BEGIN Supplied information

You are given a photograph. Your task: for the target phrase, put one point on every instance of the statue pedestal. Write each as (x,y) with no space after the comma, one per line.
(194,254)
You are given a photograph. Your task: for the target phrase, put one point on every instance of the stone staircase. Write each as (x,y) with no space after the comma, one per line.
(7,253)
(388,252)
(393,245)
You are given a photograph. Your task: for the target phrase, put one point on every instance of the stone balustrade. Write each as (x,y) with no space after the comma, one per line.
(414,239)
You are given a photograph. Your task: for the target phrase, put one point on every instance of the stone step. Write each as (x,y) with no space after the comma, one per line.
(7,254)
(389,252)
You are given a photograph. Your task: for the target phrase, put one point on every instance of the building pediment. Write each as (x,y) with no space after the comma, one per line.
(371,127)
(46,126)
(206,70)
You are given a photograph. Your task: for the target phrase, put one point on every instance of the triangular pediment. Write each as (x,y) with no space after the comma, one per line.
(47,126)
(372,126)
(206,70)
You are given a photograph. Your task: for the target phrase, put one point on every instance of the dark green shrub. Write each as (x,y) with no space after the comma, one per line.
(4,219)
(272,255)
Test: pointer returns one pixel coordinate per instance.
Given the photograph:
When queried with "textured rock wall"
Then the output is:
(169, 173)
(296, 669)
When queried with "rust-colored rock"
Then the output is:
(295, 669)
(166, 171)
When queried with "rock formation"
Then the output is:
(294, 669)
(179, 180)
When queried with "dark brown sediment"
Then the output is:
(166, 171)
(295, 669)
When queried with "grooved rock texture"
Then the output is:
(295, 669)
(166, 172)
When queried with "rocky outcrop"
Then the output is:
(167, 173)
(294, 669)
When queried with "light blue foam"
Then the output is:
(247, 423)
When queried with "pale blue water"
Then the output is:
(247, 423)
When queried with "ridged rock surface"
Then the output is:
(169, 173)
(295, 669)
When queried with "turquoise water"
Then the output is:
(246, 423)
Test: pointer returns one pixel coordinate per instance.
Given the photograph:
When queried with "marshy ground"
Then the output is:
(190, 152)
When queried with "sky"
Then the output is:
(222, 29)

END Supplied information
BEGIN Supplied information

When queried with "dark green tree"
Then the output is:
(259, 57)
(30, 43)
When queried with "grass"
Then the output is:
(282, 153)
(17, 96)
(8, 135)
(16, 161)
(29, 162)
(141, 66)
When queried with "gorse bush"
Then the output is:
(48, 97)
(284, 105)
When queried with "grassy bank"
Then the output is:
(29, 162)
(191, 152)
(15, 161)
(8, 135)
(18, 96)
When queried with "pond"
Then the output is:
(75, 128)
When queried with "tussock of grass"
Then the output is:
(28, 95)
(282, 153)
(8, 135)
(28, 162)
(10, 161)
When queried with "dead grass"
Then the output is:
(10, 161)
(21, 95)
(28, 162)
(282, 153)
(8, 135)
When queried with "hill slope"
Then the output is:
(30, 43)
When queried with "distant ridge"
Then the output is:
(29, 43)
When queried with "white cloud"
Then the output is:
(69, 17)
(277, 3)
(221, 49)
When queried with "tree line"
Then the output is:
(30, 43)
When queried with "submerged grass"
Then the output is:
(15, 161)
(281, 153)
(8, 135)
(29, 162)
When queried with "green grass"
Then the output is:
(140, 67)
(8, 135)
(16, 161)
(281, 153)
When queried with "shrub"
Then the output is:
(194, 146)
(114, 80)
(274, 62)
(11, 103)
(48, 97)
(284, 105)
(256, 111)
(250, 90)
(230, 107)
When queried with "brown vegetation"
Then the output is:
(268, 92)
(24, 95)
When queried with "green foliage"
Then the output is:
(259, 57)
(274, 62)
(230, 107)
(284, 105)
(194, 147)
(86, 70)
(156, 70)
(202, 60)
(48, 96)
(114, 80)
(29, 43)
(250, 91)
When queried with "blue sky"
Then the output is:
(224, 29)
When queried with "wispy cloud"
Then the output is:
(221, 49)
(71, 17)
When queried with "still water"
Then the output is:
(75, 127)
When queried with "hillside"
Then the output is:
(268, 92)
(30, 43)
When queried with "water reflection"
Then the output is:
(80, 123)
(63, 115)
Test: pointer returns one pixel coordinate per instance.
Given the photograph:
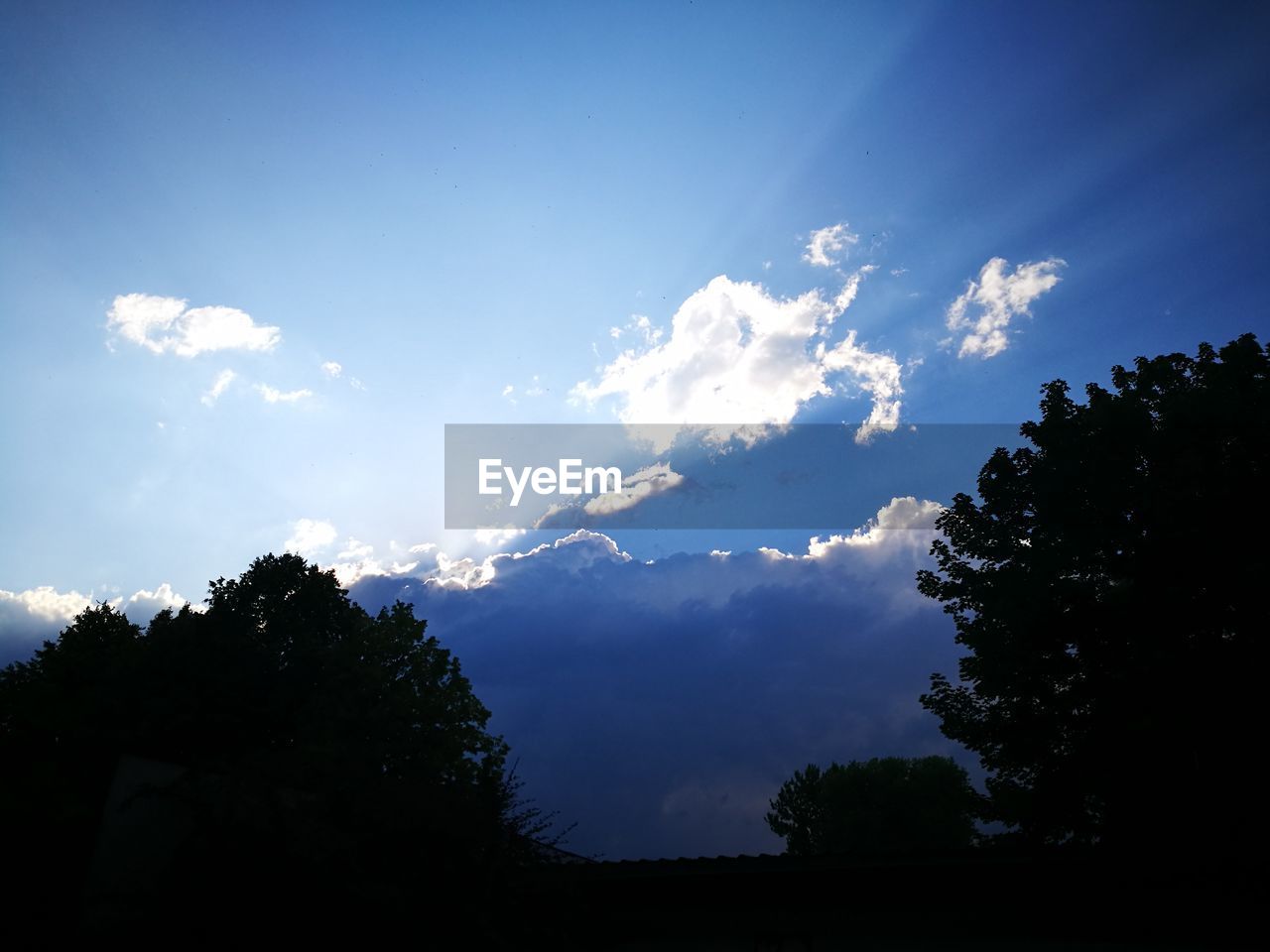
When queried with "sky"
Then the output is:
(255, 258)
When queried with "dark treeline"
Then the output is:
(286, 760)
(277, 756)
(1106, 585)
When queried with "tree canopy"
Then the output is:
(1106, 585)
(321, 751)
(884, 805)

END Supplied information

What is being asked: Show every line above where "brown" is found.

Answer section:
When queried with "dark brown sediment"
When queried with "brown vegetation"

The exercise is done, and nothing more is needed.